Reproduce only the data from the line containing "For the audit, pick out each instance of the dirt" through the end of the data, replacing "single dot" with "single point" and leaving everything else the same.

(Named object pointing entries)

↓↓↓

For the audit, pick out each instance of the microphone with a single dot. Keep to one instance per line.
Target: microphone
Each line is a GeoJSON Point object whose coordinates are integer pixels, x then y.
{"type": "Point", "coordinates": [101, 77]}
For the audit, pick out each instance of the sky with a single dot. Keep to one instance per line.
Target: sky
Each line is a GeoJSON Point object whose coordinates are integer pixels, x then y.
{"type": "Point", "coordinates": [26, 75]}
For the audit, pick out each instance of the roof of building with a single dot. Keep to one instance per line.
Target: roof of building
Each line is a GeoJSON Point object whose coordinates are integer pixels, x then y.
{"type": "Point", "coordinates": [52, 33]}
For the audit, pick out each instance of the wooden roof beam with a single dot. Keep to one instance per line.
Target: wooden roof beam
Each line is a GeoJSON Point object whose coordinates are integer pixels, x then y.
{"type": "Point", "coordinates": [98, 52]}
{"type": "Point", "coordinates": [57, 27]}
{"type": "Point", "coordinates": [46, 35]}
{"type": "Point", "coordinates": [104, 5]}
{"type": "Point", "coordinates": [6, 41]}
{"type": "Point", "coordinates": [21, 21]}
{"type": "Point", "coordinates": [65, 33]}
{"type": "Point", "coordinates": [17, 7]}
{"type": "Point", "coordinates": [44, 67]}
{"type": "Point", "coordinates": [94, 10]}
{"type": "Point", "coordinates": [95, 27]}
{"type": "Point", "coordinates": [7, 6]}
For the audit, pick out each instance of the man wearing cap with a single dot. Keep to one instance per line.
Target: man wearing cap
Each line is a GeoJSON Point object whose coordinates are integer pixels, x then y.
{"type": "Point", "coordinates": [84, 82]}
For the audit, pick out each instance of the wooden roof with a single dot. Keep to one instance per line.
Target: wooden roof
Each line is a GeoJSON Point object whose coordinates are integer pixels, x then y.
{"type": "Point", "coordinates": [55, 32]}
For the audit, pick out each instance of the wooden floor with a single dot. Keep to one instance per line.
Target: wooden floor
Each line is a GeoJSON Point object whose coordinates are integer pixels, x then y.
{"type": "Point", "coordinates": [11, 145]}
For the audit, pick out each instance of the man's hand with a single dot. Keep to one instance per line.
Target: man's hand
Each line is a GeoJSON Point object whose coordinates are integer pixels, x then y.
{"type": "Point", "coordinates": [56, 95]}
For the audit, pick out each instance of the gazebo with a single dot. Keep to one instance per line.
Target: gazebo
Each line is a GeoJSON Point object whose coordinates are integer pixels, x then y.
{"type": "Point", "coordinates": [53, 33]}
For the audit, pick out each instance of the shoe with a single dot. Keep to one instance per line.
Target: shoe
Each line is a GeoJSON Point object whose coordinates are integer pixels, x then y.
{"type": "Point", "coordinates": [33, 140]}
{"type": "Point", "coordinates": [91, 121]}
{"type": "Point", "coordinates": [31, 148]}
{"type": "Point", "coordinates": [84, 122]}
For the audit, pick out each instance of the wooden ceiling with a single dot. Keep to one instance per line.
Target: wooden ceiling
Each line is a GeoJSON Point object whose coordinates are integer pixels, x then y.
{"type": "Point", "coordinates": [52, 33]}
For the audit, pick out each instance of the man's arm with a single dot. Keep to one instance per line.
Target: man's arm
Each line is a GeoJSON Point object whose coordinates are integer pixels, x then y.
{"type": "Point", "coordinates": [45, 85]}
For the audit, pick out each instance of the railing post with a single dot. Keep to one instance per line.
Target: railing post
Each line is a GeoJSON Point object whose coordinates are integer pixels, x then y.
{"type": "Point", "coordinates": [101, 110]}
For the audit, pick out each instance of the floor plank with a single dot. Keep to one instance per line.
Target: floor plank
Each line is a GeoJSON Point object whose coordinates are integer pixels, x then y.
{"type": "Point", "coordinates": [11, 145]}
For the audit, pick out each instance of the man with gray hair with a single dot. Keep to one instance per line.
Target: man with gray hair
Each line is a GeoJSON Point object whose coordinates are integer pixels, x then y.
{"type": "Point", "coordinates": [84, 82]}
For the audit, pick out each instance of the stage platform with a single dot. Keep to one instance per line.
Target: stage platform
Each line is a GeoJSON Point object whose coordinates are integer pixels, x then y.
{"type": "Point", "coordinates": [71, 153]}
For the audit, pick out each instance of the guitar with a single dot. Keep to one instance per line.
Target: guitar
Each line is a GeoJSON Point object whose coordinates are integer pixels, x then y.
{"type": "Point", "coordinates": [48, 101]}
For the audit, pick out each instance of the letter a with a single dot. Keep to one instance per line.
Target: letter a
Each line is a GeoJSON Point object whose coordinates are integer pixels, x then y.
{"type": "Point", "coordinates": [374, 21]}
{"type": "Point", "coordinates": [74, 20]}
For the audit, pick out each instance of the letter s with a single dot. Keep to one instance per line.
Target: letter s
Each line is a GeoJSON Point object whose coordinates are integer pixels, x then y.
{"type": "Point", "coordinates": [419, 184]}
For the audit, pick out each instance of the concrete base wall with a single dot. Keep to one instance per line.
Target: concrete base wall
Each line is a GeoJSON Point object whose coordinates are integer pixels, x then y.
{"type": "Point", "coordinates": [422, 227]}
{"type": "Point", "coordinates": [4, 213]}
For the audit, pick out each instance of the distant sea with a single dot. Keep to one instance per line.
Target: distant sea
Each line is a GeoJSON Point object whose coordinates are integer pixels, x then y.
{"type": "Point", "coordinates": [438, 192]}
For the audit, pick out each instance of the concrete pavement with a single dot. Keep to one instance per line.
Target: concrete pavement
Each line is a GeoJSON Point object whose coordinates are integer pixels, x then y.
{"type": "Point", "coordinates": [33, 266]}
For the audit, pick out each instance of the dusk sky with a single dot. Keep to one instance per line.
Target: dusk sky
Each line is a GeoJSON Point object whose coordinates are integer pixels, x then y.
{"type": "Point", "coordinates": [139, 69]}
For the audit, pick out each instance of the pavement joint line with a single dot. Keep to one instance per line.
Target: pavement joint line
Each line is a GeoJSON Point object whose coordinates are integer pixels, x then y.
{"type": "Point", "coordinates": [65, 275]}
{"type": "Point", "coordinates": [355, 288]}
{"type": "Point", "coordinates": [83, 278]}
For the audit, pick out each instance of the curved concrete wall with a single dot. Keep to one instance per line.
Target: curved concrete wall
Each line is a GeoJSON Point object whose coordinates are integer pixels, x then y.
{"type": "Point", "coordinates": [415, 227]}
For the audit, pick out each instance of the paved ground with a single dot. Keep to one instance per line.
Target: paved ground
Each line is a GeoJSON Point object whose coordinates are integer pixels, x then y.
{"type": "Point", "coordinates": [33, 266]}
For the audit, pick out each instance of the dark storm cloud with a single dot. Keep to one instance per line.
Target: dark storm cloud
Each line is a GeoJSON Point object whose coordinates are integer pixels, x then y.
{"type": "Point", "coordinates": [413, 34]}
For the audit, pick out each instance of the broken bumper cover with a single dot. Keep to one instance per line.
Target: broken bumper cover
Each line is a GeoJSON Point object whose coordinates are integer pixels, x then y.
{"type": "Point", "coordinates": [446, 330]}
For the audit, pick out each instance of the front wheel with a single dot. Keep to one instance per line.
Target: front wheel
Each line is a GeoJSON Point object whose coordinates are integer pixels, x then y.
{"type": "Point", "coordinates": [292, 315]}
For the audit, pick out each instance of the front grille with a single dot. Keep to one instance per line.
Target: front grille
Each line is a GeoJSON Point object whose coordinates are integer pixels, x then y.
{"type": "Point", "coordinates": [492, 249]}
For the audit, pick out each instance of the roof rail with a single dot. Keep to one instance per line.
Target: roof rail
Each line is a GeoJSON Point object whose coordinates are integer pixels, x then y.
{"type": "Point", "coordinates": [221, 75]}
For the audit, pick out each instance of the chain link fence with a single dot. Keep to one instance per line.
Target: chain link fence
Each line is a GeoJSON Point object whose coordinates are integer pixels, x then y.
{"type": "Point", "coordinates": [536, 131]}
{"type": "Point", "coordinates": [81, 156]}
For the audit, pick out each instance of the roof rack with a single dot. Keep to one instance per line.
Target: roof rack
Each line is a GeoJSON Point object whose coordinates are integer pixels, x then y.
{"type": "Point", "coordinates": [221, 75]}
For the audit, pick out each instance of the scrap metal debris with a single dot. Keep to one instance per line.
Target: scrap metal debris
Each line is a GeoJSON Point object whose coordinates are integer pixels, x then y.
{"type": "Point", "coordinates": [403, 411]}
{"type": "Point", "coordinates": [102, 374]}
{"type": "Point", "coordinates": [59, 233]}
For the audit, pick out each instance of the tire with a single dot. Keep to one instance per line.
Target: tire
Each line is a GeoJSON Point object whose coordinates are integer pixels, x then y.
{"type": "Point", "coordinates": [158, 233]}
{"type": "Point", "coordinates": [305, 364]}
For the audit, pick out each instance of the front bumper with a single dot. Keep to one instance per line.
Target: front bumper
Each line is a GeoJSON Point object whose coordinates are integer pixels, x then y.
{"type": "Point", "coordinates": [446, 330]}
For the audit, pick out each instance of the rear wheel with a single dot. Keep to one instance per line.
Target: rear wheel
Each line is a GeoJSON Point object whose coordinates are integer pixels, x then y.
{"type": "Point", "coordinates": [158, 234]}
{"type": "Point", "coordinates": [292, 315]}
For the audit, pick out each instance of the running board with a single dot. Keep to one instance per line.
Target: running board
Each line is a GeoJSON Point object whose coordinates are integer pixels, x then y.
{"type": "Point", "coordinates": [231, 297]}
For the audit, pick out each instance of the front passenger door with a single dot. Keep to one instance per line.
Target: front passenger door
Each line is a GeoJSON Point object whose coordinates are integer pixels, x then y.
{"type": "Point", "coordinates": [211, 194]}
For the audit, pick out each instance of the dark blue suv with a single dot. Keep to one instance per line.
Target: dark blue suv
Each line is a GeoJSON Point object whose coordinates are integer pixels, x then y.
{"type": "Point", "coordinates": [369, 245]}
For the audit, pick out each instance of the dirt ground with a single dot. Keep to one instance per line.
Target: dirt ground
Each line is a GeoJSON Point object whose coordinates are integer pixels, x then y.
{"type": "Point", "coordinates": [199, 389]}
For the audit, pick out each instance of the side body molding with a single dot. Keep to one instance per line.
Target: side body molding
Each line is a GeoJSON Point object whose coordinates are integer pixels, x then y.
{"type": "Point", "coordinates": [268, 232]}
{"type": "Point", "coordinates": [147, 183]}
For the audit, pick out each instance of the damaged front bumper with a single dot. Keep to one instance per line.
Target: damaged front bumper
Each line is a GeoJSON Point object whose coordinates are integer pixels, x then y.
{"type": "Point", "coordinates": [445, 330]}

↑↑↑

# TASK RESPONSE
For the audit, pick out each instance of the dirt ground with a single point. Keep to one instance per line.
Target: dirt ground
Each line is a GeoJSON Point object whose coordinates are integer pixels, x then y.
{"type": "Point", "coordinates": [199, 389]}
For the audit, pick out each instance of the side body molding with a single point. Keep to one instance per line.
Target: side body molding
Each line is a GeoJSON Point object whose coordinates are integer pixels, x then y.
{"type": "Point", "coordinates": [268, 232]}
{"type": "Point", "coordinates": [147, 183]}
For the audit, pick out each instance of the damaged front bumper with a single point. Keep to one instance per line.
Target: damaged front bumper
Each line is a GeoJSON Point object whose coordinates are integer pixels, x then y.
{"type": "Point", "coordinates": [445, 330]}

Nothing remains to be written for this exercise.